DIRECTIONS:
Word for word, repeat the lines of the records from the one containing "Tag the built-in" through the last line, both included.

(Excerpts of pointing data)
+ + + +
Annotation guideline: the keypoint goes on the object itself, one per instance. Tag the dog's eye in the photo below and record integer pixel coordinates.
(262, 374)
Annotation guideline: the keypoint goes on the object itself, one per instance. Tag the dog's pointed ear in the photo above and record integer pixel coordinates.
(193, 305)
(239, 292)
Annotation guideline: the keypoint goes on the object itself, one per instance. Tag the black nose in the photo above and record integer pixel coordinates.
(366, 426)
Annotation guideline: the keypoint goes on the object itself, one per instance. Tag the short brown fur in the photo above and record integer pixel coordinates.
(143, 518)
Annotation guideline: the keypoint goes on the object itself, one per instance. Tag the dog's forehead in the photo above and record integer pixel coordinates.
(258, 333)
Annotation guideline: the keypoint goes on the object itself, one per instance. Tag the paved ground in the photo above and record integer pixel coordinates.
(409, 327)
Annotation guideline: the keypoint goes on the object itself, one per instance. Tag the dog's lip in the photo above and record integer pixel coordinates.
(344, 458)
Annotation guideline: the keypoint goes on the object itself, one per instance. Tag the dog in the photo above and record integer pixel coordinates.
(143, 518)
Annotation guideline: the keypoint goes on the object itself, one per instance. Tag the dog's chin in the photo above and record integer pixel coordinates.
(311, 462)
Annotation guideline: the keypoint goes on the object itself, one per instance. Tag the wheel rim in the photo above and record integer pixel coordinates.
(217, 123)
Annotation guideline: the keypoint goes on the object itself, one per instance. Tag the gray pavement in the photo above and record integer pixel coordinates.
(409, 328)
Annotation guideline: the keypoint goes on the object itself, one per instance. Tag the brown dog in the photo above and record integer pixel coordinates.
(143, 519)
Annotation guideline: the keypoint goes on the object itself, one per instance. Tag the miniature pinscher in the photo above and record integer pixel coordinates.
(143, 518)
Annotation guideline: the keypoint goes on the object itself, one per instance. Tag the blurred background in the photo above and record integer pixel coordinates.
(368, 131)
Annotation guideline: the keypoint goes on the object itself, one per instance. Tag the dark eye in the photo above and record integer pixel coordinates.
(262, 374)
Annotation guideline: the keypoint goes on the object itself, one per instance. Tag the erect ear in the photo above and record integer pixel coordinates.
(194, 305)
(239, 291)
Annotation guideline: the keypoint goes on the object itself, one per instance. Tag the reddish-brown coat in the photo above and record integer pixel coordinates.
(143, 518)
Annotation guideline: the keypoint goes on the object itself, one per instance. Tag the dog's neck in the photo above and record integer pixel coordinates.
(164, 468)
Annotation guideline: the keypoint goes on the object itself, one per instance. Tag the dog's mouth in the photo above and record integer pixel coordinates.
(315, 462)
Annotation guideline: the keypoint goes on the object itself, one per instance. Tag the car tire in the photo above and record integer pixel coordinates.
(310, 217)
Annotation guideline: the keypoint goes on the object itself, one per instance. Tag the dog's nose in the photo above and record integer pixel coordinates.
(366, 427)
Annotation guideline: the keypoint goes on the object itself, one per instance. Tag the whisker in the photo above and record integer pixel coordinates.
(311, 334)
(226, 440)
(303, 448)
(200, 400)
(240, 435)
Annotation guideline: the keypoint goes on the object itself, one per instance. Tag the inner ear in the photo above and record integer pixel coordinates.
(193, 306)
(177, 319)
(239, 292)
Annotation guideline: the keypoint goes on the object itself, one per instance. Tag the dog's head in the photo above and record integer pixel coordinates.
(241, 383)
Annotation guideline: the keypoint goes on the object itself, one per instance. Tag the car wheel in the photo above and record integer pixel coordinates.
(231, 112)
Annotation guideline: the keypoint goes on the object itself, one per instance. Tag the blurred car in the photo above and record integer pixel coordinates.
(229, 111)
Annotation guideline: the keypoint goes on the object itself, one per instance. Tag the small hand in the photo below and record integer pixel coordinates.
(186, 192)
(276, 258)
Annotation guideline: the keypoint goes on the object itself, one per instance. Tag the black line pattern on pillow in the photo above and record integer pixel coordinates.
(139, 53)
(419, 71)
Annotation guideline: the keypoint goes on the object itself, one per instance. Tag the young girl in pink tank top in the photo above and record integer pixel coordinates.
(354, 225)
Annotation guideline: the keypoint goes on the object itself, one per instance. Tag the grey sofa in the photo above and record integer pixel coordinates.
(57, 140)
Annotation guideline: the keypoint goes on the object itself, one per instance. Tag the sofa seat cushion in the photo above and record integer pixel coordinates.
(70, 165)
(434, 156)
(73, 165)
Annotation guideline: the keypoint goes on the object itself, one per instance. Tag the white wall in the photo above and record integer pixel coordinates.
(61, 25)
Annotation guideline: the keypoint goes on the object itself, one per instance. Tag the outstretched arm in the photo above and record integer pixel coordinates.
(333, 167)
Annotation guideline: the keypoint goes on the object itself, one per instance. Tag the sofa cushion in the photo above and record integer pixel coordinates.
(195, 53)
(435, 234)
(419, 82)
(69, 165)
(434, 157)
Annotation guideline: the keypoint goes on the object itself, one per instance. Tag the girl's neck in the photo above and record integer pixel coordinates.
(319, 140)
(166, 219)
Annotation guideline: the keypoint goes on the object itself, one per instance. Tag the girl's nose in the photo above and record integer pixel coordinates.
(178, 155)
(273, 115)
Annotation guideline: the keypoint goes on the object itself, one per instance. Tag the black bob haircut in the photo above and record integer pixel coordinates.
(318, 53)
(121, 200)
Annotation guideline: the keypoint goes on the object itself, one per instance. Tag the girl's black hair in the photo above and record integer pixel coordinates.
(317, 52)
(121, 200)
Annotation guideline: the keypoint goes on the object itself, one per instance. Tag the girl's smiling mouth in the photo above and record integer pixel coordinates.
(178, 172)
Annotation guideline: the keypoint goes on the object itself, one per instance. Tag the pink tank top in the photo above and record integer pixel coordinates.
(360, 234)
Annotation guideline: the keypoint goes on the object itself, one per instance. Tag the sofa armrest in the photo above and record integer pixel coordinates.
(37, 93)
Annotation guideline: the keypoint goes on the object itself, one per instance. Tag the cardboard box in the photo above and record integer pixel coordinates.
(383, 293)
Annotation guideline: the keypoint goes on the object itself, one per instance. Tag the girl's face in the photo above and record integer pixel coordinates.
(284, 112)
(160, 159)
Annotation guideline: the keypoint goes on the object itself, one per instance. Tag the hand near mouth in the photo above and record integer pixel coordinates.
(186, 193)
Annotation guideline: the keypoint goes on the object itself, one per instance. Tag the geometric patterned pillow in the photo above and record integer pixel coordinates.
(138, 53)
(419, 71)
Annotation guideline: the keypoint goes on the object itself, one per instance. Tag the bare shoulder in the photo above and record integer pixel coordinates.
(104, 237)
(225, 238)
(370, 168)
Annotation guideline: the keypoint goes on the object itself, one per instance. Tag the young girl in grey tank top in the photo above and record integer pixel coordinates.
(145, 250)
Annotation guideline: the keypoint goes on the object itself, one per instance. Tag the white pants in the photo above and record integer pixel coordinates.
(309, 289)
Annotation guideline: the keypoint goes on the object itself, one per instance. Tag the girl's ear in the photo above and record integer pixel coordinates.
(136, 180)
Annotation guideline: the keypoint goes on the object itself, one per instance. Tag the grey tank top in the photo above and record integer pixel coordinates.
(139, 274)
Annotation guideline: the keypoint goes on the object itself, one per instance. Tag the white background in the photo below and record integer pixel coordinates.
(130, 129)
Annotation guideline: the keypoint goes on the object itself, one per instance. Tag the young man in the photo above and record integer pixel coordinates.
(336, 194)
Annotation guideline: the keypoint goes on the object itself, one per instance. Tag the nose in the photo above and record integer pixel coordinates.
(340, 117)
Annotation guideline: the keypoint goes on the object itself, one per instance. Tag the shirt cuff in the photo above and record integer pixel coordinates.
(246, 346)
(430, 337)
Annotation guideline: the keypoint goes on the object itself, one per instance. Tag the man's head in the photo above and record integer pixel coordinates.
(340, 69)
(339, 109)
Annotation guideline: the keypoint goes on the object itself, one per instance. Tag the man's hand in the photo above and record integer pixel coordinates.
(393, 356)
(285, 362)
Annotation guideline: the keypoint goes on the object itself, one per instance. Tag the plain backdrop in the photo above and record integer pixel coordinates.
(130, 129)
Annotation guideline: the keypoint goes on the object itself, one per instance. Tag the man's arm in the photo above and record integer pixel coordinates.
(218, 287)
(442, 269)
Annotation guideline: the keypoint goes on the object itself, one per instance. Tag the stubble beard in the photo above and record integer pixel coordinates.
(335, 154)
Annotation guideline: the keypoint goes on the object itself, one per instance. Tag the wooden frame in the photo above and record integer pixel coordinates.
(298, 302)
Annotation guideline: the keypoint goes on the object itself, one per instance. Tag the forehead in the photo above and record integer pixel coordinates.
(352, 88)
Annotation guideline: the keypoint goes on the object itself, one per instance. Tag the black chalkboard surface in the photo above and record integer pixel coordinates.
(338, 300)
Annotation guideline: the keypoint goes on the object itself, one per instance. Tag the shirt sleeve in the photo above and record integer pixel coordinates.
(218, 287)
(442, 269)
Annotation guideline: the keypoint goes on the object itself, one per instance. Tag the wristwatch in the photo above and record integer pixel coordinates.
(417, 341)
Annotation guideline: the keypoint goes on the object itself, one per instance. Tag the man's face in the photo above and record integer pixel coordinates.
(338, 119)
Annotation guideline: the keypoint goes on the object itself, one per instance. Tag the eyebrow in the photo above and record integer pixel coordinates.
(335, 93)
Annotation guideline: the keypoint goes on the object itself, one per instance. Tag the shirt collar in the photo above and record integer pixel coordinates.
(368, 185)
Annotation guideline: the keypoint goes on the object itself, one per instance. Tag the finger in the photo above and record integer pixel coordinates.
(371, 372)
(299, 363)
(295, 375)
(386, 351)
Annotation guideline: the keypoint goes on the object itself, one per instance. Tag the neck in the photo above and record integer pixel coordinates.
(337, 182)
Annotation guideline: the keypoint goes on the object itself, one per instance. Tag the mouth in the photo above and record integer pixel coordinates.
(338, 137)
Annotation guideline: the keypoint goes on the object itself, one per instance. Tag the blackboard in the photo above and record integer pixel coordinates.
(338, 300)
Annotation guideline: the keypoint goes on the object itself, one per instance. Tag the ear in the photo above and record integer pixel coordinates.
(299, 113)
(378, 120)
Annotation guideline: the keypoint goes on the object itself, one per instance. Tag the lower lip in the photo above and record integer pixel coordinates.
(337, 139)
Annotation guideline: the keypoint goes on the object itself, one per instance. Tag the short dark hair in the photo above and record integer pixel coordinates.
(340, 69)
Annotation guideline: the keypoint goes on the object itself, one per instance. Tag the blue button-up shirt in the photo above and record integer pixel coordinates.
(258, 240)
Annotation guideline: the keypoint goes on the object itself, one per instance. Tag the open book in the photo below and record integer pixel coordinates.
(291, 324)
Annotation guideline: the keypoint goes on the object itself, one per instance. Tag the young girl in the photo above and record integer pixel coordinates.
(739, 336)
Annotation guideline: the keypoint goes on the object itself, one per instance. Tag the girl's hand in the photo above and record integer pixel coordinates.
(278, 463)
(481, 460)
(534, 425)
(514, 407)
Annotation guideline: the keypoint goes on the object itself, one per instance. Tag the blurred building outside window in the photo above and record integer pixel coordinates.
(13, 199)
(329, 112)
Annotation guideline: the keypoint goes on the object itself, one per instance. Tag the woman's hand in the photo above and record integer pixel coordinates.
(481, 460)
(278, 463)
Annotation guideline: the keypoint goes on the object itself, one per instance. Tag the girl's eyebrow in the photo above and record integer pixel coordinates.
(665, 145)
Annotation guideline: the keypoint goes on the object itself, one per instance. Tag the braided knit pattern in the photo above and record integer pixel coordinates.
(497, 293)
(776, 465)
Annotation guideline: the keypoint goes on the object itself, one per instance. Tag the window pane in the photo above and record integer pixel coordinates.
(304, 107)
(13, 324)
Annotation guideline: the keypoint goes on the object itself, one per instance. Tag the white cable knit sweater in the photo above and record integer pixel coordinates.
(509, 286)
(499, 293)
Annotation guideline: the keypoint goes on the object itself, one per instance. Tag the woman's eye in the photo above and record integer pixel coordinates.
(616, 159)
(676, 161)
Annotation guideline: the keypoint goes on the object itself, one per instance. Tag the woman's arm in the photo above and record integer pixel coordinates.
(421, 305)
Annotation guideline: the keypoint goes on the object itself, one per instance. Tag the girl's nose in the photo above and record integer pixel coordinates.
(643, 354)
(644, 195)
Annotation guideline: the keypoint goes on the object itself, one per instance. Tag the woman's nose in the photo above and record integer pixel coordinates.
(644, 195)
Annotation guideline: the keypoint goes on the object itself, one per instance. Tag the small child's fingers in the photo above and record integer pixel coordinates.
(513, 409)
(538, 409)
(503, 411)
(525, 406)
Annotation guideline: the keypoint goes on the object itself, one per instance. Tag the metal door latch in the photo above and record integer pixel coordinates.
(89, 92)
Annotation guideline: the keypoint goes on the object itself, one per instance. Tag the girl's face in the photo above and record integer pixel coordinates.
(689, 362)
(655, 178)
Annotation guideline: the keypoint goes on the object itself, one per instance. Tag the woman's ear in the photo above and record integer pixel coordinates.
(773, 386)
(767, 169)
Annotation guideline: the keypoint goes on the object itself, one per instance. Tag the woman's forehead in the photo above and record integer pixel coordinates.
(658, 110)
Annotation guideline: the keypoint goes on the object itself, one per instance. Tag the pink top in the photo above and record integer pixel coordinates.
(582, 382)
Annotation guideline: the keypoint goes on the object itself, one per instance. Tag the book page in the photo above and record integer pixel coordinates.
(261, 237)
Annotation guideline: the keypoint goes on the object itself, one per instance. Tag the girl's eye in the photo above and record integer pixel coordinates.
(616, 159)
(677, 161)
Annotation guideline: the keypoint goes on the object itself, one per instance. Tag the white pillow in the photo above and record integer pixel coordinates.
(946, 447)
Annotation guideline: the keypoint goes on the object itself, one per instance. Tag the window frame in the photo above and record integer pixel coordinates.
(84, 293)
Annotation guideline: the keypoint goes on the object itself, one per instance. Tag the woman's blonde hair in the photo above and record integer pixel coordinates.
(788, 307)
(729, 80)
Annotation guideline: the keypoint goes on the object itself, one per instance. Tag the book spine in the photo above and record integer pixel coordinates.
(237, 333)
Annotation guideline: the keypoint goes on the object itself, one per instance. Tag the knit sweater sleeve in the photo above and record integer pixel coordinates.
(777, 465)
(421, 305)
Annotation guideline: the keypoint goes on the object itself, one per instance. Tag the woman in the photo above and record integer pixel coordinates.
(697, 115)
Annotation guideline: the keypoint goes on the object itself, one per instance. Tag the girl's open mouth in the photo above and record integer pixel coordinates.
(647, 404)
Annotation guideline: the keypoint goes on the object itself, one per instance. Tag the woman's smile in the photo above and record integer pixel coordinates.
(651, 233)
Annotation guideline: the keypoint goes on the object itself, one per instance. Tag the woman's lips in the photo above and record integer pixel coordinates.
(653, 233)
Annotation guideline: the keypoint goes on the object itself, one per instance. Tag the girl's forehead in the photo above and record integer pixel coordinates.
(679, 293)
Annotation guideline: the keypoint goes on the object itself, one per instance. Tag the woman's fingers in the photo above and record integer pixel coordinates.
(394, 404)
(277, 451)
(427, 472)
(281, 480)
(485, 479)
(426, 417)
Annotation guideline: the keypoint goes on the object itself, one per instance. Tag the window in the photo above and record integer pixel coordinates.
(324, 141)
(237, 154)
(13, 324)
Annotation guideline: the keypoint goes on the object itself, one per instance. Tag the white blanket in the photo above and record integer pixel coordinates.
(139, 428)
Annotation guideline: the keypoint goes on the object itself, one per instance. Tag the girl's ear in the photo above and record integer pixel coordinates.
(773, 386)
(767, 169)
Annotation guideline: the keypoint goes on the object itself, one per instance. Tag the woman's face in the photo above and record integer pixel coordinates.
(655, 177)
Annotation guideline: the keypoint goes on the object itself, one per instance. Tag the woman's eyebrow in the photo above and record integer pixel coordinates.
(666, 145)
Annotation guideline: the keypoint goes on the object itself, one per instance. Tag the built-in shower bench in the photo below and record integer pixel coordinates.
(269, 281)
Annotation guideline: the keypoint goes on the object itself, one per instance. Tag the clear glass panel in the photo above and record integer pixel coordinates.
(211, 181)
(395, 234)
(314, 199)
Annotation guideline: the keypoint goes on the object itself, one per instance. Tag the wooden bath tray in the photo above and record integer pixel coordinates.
+ + + +
RESULT FOR THIS EXERCISE:
Annotation guideline: the keypoint goes on the object itself, one per instance. Tag the built-in shower bench in the photo below and record integer pixel coordinates.
(269, 281)
Annotation guideline: the keypoint goes on the object itself, one per instance. Tag the clear glass panel in the photo above and record integer pixel coordinates.
(211, 181)
(395, 234)
(314, 199)
Annotation guideline: the keypoint goes on the object itself, one per instance. Tag the wooden bath tray in the photo above and record integer pixel coordinates.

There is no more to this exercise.